+++ EXCERPTED TEXT +++
When I think over the last month and a half I have no real reason to suspect this but that one person on that forum legitimately rocked my world yesterday. It just sucks. My husband is at a loss with what to do... My kids are suffering because their usual fun mom is nowhere to be seen.. And my psyche is seriously messed up.
I seriously can't afford a therapist. If I felt like I was a danger to myself or my family id take action but I don't feel that far gone.
I picked up some SAM-e .. Supposed to be a natural mood enhancer...
Just want things to be normal again
Re: Ppd /severe anxiety/phobic delusions sorry this is long
Please call the HOPE line-1-800-PPD-MOMS (1-800-773-6667).
1800ppdmoms.org
I'm concerned for you and they might be able to help you find some resources.
This feeling of dispair is hard to deal with everyday. My husband doesn't understand and all he can do is tell me over and over that there are no bugs in our house. He is a teacher and deals with stress all day at work and then comes home to a panicked, sleep deprived wife. I'm not as attentive as I should and used to be with my kids and all day everyday I am inspecting things and on constant "watch"... It's just exhausting
I've lost 6 lbs because of constant stomach knots and can barely control my bowels (sorry I know that's tmi)
+++ INFORMATION SHOWN +++
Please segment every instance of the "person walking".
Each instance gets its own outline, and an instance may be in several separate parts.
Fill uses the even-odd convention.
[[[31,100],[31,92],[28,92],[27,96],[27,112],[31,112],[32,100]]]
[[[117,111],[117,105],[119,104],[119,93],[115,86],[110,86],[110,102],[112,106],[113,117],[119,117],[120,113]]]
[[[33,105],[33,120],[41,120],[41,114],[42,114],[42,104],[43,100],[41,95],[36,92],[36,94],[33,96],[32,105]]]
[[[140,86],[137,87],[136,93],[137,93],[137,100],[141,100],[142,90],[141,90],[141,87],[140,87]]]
+++
Continue the forum post about postpartum anxiety from its last sentence. The rows have nothing to do with the forum post about postpartum anxiety.

But that alone makes me realize that this is more serious than what I can mentally handle alone
I was initially self medicating by drinking a few glasses of wine every night because that would atleast allow me to pass out.. But after awhile I realized it was exacerbating the problem. This is my 3rd day with no alcohol and taking the Sam e ... I still feel anxious but the depression isn't as prevalent.
They have social work therapists that do free sessions because they are about to complete their masters etc.
Do you happen to have anything like a women's center you can call.
I think this is very close to an emergency situation for you.
If this is how I react to the suspicion of bed bugs what will I do if we actually had them?? That scares me more than anything
I am so glad to see you seeking help. This is huge of you. I hope that you can get into continuous care to help you through all of this. I wish you the best in your session today and I know you can get through this!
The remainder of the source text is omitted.